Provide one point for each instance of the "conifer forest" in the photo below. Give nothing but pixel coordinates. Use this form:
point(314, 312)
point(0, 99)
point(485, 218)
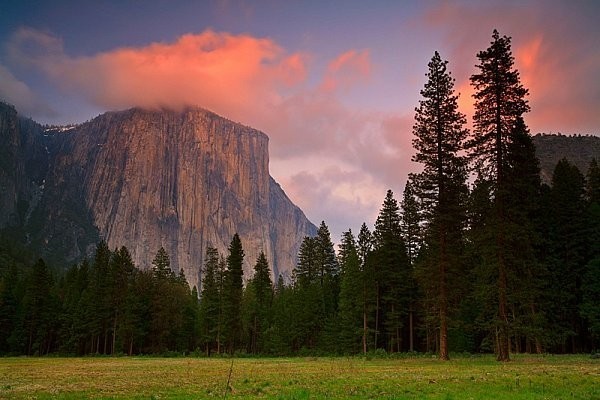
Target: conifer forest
point(477, 255)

_WHAT TO WORK ON_:
Write out all the lines above again in full, multiplying each pixel coordinate in the answers by 0.85 and rounding to whole numbers, with halves rounded up. Keep the sample points in the other lines as they are, and leave the pictures out.

_CORRECT RESPONSE_:
Provide one point for each instance of the "conifer forest" in the photo below. Give nothing but pixel coordinates. Use this form:
point(314, 312)
point(0, 99)
point(485, 218)
Target: conifer forest
point(405, 217)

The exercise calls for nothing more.